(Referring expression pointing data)
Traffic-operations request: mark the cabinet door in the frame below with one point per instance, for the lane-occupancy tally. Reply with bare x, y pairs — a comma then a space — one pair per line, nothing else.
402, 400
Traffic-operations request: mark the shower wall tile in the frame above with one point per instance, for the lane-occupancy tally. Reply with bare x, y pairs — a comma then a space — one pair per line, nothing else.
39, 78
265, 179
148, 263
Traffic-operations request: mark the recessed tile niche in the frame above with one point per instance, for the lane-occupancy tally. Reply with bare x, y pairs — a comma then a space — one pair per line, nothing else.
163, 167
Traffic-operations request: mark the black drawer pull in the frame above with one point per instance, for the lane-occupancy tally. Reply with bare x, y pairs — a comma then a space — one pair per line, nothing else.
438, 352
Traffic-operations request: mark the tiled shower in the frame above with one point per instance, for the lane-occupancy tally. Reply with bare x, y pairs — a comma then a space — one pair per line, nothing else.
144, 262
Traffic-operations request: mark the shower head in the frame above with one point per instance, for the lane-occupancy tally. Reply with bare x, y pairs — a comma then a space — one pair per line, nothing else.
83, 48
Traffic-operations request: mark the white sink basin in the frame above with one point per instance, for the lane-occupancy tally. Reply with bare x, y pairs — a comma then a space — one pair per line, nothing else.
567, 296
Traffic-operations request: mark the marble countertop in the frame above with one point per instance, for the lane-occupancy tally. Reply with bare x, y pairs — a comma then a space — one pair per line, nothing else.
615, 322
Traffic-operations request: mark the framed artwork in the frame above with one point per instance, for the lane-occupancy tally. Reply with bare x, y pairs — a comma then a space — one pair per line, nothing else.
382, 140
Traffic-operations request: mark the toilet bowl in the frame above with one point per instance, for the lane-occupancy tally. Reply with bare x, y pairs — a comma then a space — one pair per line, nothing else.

* **Task goal**: Word for word, return each of the entries.

* **Answer to the exercise**:
Traffic-operations request: mark the cabinet door in the frame below with one point per instance, for the lane-occupancy tally. Reply with bare x, y pairs — a comma then a space — one pair per line, nothing else.
402, 400
Traffic-operations request: mark the shower wall tile in the frame above with one point per instance, for the lane-occupancy tally. Reply with bare x, y pairs — a comma then a space — one pair per line, nothing else.
39, 78
265, 179
148, 263
Traffic-operations request: mark the recessed tile niche in the frame above with one point per instance, for the lane-occupancy tally. Reply with bare x, y pairs — a comma then a space — one pair per line, nothing else.
163, 167
Traffic-operations request: mark the black drawer pull in the frame above with one point per instance, for the lane-occupancy tally. Reply with bare x, y pairs — a comma then a space — one pair per line, nothing else.
438, 352
Traffic-operations request: mark the tiled shower in the frame above with one point per instance, for the lane-occupancy tally. Reply with bare x, y pairs — a comma then a space — one pair per line, nothing else.
144, 262
Traffic-operations request: mark the shower head in the frame above with one point per instance, for the lane-occupancy tally. Reply with bare x, y pairs — a comma then a space — one pair per line, nothing else.
83, 48
Traffic-operations request: mark the white sink basin in the frame above with one point per instance, for the lane-occupancy tally. Reply with bare x, y pairs — a comma then a space — one pair per line, nothing else.
567, 296
Traffic-operations request: mark the marble countertop in the frame above with one point per instance, for the lane-occupancy tally. Reply with bare x, y pairs — a comma then a space — one pair per line, nothing else.
615, 322
Traffic-operations request: mark the framed artwork in the frame above with one point per instance, for the lane-occupancy tally. Reply with bare x, y pairs — a comma then a space — one pair per line, nothing else.
382, 140
Traffic-operations request: mark the toilet bowl in the frame above with one point per instance, for the lane-occupancy tally. Reply with bare x, y pairs — a comma then a space — one pair per line, nothing else.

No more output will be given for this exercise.